POLECENIE 1:
Proszę przepisać z poniższego fragmentu dyskusji o warsztacie samochodowym wszystko od słów „To sa nasze” aż do słów „zaplacil za naprawe.”, bez wprowadzania jakichkolwiek zmian.

DOSTARCZONY FRAGMENT:
No Rapcio dobrze że mówisz bo coś mi autko szwankuje to jak polecasz to już sie zbieram i jade do nich...
  
 
No to pięknie Cie zalatwili.. GRRRR !!!
  
 
dlatego jestem zdania ze lepiej wszystko samemu zrobic
uda ci sie za pierwszym razem albo bedziesz kilka zloty w dupe ale do nikogo nie bedzie pretensji ani zalu

a zaklad "perfect serwis" omijac z daleka
  
 
No i ja jestem tego samego zdania. Raz zjebiesz a pozniej zrobisz jak trzeba. No i jestes bogatszy o doswiadczenie
Pozdr. (choc niektorych niestety napraw nie da sie zrobic pod blokiem ze wzgledu na przyrzady ktora se potrzebne.)
  
 
To sa nasze warsztaty poprostu pogratulowac im trzeba, ehhhhhhhh zgadzam sie z reszta najlepiej robic samemu, chociaz przez taka robote rozwalilem maglownice, ale trudno
  
 
Rapcio jedz do nich i kaz sobie zwrocic koszty, drzyj sie, strasz ich prawnikami, pozabijaj. Takie dziady powinny byc odrazu zamykane. Niestety w stalowej woli jest mnustwo partaczy. Bardzo duzo mnie kosztowalo kasy i czasu trafic wkoncu do kogos pozadnego!
  
 
No Pingu swiete slowa najlepiej ich pozabijac ja sie tam zgadzam, a nie zeby takie cos na rynku istnialo, albio wpasc w kominiarach i rozrobe zrobic
  
 
Mam pomysla jak Rapcio odbierze T4 od mechanika to zbierzemy cale KTSW, HERMETIC CLUB no i STWA SQAD wpadniemy gosciowi na zaklad i rozpieprzymy wszysto co bedzie sie dalo rozpieprzyc a jak skonczymy to odbierzemy od goscia 150 zl ktore rapcio zaplacil za naprawe.
(I znowu trzy kluby ze stalowej zrobia cos razem w imie dobra)







[ wiadomość edytowana przez: _Gallus_ dnia 2006-01-16 21:32:08 ]
[ powód edycji: pomylka przyciskow :] moj blad :] ]
  
 
No i pozbawimy pracy Crome z KTSW
  
 
A pozniej sie obudzisz z reka w ... . Burger gratuluje wyobrazni .
Sprawa przykra, ale Rapcio trzeba bylo byc ostrym, bez kompromisow. Jesli kolesie to zrobili to jazda do nich i ostro im pojechac po majtach , najlepiej przy najwiekszej liczbie klientow. Samo to ze to tyle trwalo jest nienormalne ...

MATERIAŁ DO ZADANIA:
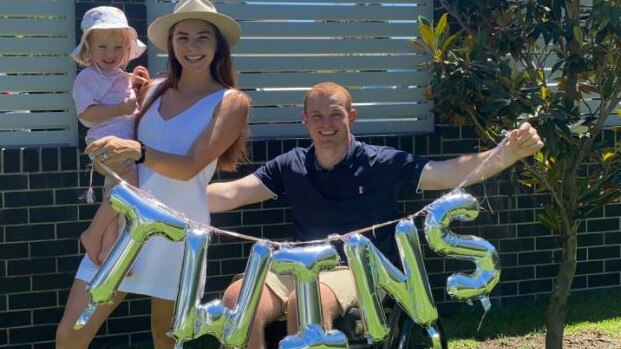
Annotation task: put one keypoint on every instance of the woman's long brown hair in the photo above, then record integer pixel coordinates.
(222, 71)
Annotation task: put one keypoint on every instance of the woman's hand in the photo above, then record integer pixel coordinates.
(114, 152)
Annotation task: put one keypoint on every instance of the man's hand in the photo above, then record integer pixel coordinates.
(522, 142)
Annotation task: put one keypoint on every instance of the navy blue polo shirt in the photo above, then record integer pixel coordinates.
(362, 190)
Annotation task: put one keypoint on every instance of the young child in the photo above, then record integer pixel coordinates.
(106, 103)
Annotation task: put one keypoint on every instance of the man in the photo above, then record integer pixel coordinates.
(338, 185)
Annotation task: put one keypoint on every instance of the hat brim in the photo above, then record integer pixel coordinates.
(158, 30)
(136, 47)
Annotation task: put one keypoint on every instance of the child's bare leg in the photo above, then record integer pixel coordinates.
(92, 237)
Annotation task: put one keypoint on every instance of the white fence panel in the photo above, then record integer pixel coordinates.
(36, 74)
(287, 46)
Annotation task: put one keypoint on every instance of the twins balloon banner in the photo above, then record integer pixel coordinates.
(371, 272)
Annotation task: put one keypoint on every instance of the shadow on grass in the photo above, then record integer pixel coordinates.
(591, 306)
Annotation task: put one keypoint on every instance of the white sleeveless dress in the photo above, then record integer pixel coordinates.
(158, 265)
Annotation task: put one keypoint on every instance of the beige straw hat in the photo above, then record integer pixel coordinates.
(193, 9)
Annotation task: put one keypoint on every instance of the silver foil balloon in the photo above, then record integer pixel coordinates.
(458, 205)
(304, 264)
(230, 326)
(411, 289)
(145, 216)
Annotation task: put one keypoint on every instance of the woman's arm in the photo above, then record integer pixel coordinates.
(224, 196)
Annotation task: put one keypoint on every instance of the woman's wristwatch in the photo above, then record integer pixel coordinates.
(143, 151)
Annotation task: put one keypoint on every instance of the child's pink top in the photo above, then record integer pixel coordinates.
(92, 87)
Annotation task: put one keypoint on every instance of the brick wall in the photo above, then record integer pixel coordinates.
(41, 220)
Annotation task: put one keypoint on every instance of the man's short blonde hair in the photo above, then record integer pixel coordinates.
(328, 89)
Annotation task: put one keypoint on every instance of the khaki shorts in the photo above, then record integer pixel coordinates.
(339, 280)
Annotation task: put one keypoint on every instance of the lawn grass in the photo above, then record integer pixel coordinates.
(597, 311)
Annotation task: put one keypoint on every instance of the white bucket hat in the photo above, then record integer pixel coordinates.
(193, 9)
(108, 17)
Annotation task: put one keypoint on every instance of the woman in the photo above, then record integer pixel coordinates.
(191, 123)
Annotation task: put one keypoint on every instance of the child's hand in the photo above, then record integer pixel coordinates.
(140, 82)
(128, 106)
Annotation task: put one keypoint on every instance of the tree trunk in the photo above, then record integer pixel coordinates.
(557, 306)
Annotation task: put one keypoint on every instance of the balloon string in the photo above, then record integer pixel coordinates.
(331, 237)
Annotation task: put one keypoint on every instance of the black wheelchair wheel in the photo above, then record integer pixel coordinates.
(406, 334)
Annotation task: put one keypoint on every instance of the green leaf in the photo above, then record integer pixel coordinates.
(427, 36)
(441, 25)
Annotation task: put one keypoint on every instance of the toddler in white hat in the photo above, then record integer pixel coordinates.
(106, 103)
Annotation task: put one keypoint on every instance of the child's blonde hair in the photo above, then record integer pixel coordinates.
---
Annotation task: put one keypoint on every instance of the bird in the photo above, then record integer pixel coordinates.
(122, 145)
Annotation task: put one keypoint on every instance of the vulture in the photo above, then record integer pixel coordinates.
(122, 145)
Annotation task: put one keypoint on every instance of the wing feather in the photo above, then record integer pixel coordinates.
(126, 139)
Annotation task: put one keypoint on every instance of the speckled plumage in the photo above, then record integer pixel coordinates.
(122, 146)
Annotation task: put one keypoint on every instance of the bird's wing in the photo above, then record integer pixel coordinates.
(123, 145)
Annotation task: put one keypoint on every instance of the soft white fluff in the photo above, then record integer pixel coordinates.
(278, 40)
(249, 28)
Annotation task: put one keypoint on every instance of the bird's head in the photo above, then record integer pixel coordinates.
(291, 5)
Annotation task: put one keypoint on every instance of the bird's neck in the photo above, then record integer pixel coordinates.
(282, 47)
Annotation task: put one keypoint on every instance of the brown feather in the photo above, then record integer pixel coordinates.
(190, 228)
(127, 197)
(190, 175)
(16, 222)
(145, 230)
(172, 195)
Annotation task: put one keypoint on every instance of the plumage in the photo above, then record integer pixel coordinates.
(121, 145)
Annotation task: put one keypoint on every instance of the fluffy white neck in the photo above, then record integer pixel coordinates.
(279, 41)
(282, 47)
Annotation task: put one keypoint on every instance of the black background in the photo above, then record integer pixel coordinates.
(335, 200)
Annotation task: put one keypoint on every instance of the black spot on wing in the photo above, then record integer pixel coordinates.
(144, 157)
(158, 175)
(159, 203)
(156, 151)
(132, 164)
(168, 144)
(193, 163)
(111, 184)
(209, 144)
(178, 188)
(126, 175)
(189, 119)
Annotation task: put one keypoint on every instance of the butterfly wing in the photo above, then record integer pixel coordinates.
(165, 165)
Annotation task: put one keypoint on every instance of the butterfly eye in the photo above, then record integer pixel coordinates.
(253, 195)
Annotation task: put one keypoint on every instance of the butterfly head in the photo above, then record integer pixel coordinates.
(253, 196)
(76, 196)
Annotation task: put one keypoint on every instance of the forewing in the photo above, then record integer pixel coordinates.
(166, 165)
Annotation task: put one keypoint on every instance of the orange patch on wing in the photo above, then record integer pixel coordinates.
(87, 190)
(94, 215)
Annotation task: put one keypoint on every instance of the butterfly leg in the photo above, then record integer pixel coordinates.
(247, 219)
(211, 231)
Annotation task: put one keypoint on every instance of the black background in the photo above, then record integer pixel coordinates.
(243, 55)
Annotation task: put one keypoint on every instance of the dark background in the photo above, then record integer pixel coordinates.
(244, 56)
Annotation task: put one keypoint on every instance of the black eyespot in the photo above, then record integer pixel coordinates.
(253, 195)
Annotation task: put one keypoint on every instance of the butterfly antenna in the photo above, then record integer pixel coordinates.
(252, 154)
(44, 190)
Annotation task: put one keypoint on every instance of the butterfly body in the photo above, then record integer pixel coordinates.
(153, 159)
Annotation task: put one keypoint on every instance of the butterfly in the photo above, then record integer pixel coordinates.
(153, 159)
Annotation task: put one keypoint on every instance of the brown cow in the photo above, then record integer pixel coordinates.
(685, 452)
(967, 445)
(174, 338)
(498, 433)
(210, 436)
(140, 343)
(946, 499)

POLECENIE 2:
Proszę zwrócić wszystkie powyższe wiersze, w których występuje ciąg „brown”. Wielkość liter ma znaczenie.

ROZWIĄZANIE ZADANIA 1:
To sa nasze warsztaty poprostu pogratulowac im trzeba, ehhhhhhhh zgadzam sie z reszta najlepiej robic samemu, chociaz przez taka robote rozwalilem maglownice, ale trudno
  
 
Rapcio jedz do nich i kaz sobie zwrocic koszty, drzyj sie, strasz ich prawnikami, pozabijaj. Takie dziady powinny byc odrazu zamykane. Niestety w stalowej woli jest mnustwo partaczy. Bardzo duzo mnie kosztowalo kasy i czasu trafic wkoncu do kogos pozadnego!
  
 
No Pingu swiete slowa najlepiej ich pozabijac ja sie tam zgadzam, a nie zeby takie cos na rynku istnialo, albio wpasc w kominiarach i rozrobe zrobic
  
 
Mam pomysla jak Rapcio odbierze T4 od mechanika to zbierzemy cale KTSW, HERMETIC CLUB no i STWA SQAD wpadniemy gosciowi na zaklad i rozpieprzymy wszysto co bedzie sie dalo rozpieprzyc a jak skonczymy to odbierzemy od goscia 150 zl ktore rapcio zaplacil za naprawe.

ROZWIĄZANIE ZADANIA 2:
Annotation task: put one keypoint on every instance of the woman's long brown hair in the photo above, then record integer pixel coordinates.
Annotation task: put one keypoint on every instance of the brown feather in the photo above, then record integer pixel coordinates.
Annotation task: put one keypoint on every instance of the brown cow in the photo above, then record integer pixel coordinates.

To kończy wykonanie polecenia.